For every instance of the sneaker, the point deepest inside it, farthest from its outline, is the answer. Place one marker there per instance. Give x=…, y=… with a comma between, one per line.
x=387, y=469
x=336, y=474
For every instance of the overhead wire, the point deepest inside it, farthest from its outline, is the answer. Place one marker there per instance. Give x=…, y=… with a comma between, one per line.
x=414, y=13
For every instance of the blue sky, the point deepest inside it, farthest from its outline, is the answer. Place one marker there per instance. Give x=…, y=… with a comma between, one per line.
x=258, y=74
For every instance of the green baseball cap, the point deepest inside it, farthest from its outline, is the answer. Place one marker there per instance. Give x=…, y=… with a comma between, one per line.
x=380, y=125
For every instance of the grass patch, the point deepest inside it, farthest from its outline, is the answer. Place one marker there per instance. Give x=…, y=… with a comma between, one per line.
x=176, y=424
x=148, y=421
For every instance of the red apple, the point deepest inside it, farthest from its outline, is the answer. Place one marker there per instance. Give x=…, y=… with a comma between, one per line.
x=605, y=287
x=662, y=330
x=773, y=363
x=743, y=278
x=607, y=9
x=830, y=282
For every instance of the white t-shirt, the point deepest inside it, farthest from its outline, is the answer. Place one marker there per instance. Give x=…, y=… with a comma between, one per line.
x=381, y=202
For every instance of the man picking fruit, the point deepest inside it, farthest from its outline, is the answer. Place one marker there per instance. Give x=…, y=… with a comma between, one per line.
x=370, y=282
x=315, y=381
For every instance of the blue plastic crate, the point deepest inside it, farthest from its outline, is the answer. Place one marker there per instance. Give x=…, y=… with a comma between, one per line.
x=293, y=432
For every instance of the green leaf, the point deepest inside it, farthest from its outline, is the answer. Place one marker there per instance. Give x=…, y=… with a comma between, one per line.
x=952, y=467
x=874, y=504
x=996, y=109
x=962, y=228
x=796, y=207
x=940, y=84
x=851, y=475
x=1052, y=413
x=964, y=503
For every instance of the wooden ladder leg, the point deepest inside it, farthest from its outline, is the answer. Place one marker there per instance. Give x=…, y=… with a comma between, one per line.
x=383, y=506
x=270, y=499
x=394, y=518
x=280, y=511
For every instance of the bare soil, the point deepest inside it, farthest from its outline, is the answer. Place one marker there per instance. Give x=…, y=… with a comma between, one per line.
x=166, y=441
▬▬▬▬▬▬▬▬▬▬
**Stated exercise**
Every entry should be printed again exactly as it stands.

**Response below**
For every instance of the sneaker, the point deepest inside it, farthest from its outline, is the answer. Place one marker there per instance. Give x=…, y=… with a comma between, one per line.
x=387, y=469
x=336, y=474
For every instance of the overhead wire, the point deepest inside it, farthest from its outline, is the answer. Place one marker there per instance. Give x=…, y=… with a comma between, one per line.
x=414, y=13
For every instance of the blue sky, the point deepest inside it, farthest from its outline, is the answer. Place one marker there per instance. Give x=…, y=… with a comma between, one per line.
x=258, y=74
For every instance of the green baseball cap, the point deepest inside it, farthest from its outline, is the answer. Place one marker there per instance. Give x=…, y=… with a comma between, one per line.
x=380, y=125
For every instance of the grass patch, the point deepest inside it, farthest from its outline, is the answer. Place one marker there per instance. Give x=…, y=… with a comma between, one per line.
x=176, y=424
x=148, y=421
For every instance of the red apple, the point deepest inside it, farthest from its outline, is the answer. Place one marker there per instance. Give x=…, y=… with a comma between, one per line.
x=605, y=287
x=662, y=330
x=773, y=363
x=743, y=278
x=607, y=9
x=830, y=282
For every instance of the white t-shirt, the point deepest inside it, farthest from its outline, is the answer. Place one marker there per instance. Give x=…, y=… with a comma between, one per line.
x=381, y=202
For every instance of the man picking fruit, the point deepest inside it, farthest from its outline, is the answer. Place one marker there per instance. Give x=…, y=… with a comma between, one per line.
x=370, y=282
x=315, y=381
For every instance of the blue plastic crate, the point deepest inside it, farthest from its outline, is the answer. Place one marker there per instance. Give x=…, y=… with a comma between, one per line.
x=293, y=432
For every instance of the green leaf, the point deepest inside it, farthest from its outline, is the answer. Place one marker there per instance. Give x=…, y=… with a comma between, one per line.
x=952, y=467
x=874, y=504
x=996, y=109
x=962, y=228
x=796, y=207
x=940, y=84
x=851, y=475
x=1052, y=413
x=964, y=503
For every instance of the wooden ladder leg, the point deepest inside it, farthest from its outline, is the answer. Place one marker there per instance. Give x=…, y=… with a comma between, one per line.
x=383, y=506
x=270, y=499
x=394, y=518
x=280, y=511
For every instance of the bare soil, the point deepest inside it, farthest from its outline, is the answer. Place one marker there per instance. Give x=…, y=… with a comma between, one per line.
x=166, y=441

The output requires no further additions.